***** TEXTE SOURCE *****

L’offensive d’Hidalgo et les réactions des médias : un racisme nauséabond

Ce dimanche, la maire de Paris a cru bon de donner du crédit et reprendre les arguments de l’extrême droite qui depuis quelques jours était en train de s’échauffer sur les réseaux sociaux sur le Nyansapo Festival, un festival afroféministe européen militant qui doit se tenir du 28 au 30 juillet. Organisé par le collectif Mwasi, ce festival sur trois jours propose une programmation avec des temps de débats ouverts à tous et toutes ainsi qu’une série d’ateliers en non-mixité, certains étant ouverts uniquement aux femmes et personnes assignées femmes noires et métisses, d’autres réservés aux personnes noires, hommes et femmes ( voir le programme du festival) Le site du festival indique que la soirée d’ouverture se déroulera dans les locaux de La Générale, un local appartenant à la Ville de Paris situé dans le 11ème arrondissement de la capitale.

L’extrême droite et la fachosphère n’ont pas tardé à s’insurger d’un tel événement faisant circuler la rumeur selon laquelle cet événement serait « interdit aux blancs ». La LICRA reprend alors l’information et publie un tweet : "Festival "interdits aux blancs" : #RosaParks doit se retourner dans sa tombe. Le combat antiraciste devenu l’alibi d’un repli identitaire.". Sous la pression d’un ensemble de protagonistes et d’organisations hostiles à ce festival, Hidalgo s’empare de l’affaire et annonce qu’elle demande l’interdiction du festival et qu’elle compte saisir le Préfet de Police en ce sens. « Je me réserve également la possibilité de poursuivre les initiateurs de ce festival pour discrimination » ajoute également la maire de Paris ce dimanche 28 mai. A peine 24 heures plus tard, Anne Hidalgo s’est exprimée sur Twitter pour annoncer qu’une « solution claire » avait été trouvée pour permettre à l’événement de se tenir : seuls les débats ouverts à tous doivent se tenir à la Générale. Mais selon le Mwasi et les internautes, le programme prévoyait déjà cela… Au-delà du ridicule pour la maire de Paris de quoi cette polémique ultra couverte médiatiquement est-elle le nom ?

En effet, les tweets ont ouvert sur une polémique repris par l’ensemble des médias : le Nyansapo festival est-il raciste ? Doit-on tolérer ces évènements en non-mixité qui excluent « les blancs » ? N’est-ce pas un phénomène de « repli identitaire » ? De la provocation ? Pouvait-on lire un peu partout hier dans les médias et suite aux prises de position d’un ensemble de figures politiques et d’associations.

*****

> **CONSIGNES**:
A - D'après le texte sur le Nyansapo Festival, quel collectif organise ce festival ?
B - Poursuivez le texte sur la polémique autour du Nyansapo Festival à partir de sa dernière phrase.

***** DONNÉES PRÉSENTÉES *****

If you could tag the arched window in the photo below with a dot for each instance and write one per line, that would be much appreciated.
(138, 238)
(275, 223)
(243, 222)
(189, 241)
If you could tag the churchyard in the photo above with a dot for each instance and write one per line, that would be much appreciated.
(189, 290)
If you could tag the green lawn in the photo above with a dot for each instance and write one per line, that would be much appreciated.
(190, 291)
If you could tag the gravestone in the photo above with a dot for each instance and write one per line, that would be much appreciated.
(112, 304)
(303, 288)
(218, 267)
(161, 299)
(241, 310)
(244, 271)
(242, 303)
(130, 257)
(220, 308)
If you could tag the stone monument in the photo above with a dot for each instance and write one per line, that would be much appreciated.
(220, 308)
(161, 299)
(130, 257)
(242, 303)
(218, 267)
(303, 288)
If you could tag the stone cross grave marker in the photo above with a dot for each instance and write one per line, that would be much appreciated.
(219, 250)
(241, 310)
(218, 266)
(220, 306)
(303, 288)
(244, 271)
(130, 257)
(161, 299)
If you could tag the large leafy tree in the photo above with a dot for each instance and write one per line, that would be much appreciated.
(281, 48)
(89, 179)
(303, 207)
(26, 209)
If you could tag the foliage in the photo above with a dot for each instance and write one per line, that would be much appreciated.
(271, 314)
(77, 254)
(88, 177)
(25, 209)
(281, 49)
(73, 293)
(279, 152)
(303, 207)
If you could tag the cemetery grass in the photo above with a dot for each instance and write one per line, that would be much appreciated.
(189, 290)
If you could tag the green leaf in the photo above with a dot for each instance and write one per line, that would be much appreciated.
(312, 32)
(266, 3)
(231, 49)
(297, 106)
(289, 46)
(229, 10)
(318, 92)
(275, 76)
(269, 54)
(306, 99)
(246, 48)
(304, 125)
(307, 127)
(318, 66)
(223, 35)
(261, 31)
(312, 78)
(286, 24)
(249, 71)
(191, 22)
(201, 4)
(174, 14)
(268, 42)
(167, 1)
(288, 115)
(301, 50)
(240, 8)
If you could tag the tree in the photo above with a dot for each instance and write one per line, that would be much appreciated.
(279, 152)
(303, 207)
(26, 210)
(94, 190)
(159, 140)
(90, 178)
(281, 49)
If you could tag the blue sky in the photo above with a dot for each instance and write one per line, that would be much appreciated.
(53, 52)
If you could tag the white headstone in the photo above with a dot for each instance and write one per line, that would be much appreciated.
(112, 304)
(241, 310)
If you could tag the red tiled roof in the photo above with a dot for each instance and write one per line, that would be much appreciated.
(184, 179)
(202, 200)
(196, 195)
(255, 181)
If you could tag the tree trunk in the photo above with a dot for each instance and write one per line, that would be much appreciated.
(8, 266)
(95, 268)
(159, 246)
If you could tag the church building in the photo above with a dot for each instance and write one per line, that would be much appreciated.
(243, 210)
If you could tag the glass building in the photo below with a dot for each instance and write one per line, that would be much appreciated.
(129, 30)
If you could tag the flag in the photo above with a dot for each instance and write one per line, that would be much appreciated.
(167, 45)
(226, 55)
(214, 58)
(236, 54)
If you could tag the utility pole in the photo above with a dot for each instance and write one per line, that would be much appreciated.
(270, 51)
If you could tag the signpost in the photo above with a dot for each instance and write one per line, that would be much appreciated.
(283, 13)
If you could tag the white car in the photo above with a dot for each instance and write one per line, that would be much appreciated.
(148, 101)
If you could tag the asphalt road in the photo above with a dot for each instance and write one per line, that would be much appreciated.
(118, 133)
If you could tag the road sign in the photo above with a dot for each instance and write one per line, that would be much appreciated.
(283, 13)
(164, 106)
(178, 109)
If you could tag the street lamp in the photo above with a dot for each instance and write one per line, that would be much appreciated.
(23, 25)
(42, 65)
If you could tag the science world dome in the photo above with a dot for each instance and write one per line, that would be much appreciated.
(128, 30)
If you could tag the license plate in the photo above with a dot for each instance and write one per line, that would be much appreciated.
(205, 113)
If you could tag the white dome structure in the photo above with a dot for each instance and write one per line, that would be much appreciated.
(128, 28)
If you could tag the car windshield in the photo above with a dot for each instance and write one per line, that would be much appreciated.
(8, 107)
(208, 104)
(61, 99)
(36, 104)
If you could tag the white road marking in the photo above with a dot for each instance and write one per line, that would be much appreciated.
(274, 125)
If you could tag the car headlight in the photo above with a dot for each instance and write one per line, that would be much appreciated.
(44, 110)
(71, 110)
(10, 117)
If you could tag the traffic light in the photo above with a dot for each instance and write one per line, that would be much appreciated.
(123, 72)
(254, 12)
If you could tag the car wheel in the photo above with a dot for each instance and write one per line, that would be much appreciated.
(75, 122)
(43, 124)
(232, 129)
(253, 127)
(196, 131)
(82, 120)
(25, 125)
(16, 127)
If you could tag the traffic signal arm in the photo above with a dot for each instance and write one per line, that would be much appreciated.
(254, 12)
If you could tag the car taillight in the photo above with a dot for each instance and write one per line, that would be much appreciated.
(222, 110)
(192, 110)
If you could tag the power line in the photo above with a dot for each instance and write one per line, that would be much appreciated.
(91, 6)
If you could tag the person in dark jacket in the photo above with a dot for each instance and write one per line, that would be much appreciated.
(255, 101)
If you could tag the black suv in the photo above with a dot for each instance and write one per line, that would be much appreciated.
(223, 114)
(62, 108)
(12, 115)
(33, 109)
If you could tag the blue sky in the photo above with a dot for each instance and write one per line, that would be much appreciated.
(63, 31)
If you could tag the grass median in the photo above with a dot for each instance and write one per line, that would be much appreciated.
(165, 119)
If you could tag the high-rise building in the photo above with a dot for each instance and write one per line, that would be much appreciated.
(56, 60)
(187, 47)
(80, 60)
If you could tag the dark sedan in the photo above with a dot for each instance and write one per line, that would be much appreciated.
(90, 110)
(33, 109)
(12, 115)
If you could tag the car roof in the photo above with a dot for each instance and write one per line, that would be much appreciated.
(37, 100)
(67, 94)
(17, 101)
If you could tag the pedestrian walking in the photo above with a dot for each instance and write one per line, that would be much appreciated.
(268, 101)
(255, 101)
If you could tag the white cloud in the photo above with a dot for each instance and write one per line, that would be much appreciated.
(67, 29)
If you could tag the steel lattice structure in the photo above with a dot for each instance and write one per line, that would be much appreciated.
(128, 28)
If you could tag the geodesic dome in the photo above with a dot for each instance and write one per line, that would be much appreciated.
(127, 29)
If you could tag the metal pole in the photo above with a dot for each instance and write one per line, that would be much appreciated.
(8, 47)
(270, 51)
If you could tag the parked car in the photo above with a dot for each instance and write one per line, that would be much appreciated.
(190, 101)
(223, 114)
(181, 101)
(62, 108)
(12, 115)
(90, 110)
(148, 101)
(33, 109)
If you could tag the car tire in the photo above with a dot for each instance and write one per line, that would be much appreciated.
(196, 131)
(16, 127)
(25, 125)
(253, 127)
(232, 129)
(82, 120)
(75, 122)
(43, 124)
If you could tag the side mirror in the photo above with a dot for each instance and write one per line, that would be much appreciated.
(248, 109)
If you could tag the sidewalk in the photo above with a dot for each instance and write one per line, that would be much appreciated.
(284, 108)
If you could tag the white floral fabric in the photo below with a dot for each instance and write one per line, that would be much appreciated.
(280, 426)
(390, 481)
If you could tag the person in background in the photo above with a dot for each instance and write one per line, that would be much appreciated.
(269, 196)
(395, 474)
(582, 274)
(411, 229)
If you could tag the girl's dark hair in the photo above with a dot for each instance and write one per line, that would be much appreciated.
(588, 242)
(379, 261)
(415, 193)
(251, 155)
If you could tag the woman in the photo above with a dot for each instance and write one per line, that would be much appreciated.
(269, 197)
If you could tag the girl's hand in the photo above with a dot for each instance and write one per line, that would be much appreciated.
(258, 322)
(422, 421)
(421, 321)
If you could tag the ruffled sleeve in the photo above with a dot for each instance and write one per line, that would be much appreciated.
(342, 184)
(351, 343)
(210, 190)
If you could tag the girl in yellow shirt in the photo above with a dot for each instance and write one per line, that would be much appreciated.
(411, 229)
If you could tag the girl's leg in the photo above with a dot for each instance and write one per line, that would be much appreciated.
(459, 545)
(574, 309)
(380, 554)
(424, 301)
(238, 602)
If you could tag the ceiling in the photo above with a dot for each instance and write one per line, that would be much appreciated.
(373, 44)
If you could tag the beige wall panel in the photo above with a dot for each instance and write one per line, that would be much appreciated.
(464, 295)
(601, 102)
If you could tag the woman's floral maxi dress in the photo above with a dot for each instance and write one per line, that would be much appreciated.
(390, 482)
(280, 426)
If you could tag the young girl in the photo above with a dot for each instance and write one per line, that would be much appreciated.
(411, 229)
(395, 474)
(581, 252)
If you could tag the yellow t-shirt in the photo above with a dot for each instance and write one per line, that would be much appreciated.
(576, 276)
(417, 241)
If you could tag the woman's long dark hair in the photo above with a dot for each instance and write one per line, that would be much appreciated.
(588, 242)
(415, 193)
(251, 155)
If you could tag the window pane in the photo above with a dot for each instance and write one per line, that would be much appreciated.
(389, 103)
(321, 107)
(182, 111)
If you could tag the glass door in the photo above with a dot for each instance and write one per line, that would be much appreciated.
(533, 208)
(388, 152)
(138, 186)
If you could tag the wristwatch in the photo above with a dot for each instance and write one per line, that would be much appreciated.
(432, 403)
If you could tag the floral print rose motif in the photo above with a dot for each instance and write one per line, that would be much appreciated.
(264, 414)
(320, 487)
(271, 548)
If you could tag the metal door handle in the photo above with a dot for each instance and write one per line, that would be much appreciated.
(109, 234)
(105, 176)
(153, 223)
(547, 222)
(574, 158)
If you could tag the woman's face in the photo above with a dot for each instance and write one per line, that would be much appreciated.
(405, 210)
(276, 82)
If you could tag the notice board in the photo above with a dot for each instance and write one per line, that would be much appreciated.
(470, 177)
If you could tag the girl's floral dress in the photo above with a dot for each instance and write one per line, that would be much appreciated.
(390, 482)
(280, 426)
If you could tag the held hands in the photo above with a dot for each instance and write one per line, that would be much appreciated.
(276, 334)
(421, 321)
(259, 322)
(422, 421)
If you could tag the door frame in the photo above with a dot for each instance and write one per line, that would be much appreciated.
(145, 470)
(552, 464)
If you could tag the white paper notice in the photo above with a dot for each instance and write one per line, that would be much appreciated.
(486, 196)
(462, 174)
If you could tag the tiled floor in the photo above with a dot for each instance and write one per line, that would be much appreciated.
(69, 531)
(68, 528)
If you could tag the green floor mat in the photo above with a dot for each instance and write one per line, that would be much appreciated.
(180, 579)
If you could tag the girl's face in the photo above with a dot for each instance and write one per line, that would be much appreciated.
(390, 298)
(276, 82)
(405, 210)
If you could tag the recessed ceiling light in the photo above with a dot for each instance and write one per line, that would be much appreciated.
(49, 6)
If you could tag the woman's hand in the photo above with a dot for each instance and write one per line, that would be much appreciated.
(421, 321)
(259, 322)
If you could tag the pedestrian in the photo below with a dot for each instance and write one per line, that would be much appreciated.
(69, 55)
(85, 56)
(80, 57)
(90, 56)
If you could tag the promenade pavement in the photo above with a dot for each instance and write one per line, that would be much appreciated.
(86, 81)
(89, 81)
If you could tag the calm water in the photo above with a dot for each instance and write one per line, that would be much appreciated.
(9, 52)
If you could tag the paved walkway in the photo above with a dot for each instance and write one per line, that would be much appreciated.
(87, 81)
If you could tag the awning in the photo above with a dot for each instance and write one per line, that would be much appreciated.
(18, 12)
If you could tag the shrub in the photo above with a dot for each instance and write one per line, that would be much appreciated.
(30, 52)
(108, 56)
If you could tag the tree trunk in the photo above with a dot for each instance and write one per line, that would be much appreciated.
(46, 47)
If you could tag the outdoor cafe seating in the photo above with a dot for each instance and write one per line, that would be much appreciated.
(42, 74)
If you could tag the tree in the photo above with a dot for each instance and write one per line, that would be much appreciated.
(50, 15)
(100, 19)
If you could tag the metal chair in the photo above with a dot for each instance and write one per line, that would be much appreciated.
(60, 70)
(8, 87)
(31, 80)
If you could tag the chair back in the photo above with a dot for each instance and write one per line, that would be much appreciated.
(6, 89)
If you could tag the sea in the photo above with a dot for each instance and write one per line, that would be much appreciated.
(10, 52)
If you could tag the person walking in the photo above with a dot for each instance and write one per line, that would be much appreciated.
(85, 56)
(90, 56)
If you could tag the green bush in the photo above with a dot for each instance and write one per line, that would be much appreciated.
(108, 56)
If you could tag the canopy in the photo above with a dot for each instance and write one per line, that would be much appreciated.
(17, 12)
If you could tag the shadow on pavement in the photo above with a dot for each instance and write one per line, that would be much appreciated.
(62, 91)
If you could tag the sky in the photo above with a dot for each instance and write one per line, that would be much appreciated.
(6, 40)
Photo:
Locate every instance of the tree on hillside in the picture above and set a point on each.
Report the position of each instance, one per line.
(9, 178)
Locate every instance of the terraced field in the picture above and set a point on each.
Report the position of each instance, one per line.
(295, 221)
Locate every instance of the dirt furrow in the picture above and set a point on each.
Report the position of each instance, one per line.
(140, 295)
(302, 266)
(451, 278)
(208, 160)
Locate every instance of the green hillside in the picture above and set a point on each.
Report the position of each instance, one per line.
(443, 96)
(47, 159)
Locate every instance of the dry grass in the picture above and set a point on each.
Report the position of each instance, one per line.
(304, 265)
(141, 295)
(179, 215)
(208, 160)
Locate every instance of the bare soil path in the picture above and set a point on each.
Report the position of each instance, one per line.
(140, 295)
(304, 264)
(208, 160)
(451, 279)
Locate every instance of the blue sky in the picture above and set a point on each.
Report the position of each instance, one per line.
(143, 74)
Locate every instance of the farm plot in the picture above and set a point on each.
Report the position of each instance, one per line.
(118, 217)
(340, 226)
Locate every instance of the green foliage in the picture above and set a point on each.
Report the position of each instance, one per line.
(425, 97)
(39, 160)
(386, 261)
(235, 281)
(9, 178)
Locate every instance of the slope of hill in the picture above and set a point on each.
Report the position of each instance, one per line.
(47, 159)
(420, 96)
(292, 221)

*****

> **RÉPONSES PAR TÂCHE**:
A - Le collectif Mwasi.

B -
L’extrême droite, le FN, la maire de Paris, la LICRA, se sont tous mis en ordre de bataille pour condamner ce qui serait de la discrimination raciale, ce que certains – pour reprendre la terminologie de l’extrême-droite- assimilent à du « racisme anti-blanc ». « Que dira-t-on le jour où l’on interdira des réunions à des non blancs ? » a estimé le président de SOS racisme. De son côté, la Délégation interministérielle à la lutte contre le racisme, l’antisémitisme et la haine anti-LGBT (Dilcrah) a dénoncé dimanche sur Twitter "l’organisation d’un festival comportant des espaces ’en non-mixité’ fondés sur la race". Des attaques venues, ne nous y trompons pas, d’associations qui ne sont que des relais et des antennes du gouvernement. Un front - républicain - pour diaboliser celle et ceux qui aujourd’hui pensent que le racisme n’est pas une question individuelle, que cela ne se règle ni par la discrimination positive, ni par les quotas, ni par la « mixité sociale », mais que le racisme est une question structurelle, institutionnelle, politique. Parce qu’il suffit de regarder d’un peu plus près le programme du festival pour comprendre qu’il y a une ligne politique, une ligne qui ne plaît pas beaucoup ni à Hidalgo, ni aux autres, et qui raconte que l’Etat français est raciste, qu’il est sexiste. Pire ! Un événement qui propose de « construire des stratégies et des solidarités durables », de faire « avancer » les combat des afroféministes.

« Le problème n’est pas la non-mixité »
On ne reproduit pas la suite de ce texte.